— start Data extract —
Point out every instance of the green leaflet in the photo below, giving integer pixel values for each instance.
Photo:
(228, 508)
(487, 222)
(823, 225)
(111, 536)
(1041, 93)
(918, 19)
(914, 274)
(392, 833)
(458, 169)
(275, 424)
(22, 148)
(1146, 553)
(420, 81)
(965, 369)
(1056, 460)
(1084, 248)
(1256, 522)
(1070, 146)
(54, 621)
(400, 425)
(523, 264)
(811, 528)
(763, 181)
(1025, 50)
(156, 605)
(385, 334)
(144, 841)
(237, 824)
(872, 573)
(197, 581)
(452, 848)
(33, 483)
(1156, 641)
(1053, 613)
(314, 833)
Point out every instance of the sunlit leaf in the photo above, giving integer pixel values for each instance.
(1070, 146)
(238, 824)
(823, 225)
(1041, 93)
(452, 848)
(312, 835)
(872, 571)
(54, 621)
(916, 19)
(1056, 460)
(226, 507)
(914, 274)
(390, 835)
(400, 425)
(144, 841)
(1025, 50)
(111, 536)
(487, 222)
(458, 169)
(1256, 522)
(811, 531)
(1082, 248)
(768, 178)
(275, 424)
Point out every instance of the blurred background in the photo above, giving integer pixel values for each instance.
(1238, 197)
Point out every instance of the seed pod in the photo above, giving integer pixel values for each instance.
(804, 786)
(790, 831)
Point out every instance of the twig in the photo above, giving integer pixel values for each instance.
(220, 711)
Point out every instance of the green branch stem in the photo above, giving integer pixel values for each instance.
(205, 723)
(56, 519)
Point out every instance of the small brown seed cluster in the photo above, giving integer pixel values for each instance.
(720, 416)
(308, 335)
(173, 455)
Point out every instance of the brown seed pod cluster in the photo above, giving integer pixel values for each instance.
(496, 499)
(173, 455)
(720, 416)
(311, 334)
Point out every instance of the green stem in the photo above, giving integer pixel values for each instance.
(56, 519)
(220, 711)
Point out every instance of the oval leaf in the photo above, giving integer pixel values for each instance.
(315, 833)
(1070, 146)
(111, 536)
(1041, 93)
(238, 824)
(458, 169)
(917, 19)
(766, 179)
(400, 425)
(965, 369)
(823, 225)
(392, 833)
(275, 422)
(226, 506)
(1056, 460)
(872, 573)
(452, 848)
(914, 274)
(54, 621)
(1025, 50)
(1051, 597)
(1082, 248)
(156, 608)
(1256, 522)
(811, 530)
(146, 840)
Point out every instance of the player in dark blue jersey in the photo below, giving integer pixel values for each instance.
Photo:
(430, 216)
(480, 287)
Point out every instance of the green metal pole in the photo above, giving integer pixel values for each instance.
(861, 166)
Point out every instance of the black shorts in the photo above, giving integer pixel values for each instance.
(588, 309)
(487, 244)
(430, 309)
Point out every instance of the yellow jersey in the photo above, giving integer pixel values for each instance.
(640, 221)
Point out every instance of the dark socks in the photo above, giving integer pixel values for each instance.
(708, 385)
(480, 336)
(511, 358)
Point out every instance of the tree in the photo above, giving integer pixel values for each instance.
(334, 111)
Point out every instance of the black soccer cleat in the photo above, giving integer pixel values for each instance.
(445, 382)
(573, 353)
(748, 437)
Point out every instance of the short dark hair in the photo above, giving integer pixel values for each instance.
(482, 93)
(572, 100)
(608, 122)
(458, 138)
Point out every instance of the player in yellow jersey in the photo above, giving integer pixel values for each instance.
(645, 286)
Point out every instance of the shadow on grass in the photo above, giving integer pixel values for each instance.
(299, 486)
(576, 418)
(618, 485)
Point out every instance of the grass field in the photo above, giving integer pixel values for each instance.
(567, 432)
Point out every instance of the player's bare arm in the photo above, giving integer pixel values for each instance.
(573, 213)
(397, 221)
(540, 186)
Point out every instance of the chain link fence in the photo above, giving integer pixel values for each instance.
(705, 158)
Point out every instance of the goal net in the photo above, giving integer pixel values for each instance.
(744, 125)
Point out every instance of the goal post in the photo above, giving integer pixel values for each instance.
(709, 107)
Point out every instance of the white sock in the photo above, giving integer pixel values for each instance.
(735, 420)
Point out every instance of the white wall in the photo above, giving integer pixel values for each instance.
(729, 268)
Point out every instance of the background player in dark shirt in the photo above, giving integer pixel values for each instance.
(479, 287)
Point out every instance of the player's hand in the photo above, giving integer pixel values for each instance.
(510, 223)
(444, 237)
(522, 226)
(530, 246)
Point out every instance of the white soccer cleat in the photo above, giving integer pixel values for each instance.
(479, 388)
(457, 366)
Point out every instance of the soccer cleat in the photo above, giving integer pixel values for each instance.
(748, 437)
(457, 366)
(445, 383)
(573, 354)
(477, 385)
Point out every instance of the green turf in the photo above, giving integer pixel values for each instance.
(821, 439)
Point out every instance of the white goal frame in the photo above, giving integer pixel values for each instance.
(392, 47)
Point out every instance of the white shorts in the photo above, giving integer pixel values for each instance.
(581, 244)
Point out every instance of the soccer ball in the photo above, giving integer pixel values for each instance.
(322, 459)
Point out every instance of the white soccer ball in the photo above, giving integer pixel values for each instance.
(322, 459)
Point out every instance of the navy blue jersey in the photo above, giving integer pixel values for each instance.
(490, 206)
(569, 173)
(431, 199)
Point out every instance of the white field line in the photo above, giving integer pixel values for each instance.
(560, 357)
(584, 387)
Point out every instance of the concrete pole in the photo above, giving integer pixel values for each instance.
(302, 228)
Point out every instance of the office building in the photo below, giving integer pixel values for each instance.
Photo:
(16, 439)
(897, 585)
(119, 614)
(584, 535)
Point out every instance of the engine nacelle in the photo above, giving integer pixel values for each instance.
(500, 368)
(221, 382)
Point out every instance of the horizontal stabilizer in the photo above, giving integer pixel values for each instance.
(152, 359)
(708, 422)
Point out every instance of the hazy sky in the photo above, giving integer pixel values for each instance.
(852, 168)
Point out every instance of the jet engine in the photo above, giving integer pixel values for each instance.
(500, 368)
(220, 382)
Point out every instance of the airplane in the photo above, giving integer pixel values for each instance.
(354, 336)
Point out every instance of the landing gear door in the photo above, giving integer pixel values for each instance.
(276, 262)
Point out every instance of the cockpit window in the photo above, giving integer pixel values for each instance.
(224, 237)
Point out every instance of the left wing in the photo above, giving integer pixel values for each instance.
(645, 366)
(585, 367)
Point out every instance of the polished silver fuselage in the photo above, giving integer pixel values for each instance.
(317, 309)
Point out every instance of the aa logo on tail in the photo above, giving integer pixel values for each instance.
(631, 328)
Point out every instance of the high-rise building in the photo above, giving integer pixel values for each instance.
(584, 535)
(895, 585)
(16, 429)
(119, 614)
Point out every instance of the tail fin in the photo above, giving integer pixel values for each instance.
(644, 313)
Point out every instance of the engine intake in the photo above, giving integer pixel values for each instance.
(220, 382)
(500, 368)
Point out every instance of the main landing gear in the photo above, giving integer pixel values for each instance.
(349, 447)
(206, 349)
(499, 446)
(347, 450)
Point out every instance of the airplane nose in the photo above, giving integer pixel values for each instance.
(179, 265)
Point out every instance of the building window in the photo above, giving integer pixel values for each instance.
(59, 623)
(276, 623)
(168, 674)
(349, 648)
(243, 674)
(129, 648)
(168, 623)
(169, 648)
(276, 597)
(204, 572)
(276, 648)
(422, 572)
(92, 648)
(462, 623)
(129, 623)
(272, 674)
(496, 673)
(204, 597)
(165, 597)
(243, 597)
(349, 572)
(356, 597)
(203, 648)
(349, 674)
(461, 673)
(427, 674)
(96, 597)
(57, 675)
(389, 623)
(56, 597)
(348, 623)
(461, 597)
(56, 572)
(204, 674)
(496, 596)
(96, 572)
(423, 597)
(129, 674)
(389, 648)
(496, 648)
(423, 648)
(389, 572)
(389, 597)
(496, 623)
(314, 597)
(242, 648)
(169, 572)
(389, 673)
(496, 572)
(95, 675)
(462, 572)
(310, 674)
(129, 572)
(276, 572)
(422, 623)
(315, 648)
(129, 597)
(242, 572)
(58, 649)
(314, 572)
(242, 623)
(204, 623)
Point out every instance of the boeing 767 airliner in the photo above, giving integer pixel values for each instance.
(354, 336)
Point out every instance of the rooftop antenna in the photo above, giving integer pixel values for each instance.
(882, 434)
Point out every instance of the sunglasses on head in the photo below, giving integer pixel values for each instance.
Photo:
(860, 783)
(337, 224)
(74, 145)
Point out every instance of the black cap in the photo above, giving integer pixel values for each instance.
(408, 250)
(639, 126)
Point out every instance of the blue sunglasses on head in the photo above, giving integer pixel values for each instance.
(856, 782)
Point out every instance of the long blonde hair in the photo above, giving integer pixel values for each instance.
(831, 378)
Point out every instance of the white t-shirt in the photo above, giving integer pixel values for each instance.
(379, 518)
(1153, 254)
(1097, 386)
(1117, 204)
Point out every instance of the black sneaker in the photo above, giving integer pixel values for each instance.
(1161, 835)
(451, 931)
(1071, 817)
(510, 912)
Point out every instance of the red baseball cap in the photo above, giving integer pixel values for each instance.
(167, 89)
— end Data extract —
[What you are asked to do]: The lines to reproduce run from the line containing "Point out every instance of the blue" to the end of the listing; write them out exactly and add nothing.

[Final answer]:
Point out every instance of the blue sunglasses on head in the photo above, giving integer pixel values for each instance.
(856, 782)
Point out every instance of the long blonde hair in the photo above, giving integer pixel values for each instance.
(831, 378)
Point out every instance of the white t-shirt in the photo above, giving integer pixel values for each instance.
(379, 518)
(1153, 254)
(1097, 386)
(1117, 204)
Point out every instance of the black sneaker in the photo above, giving integer pixel values for each instance.
(1161, 835)
(451, 931)
(1071, 817)
(510, 912)
Point out every instance of the red baseball cap in the photo above, giving integer pixel values for each instance.
(167, 89)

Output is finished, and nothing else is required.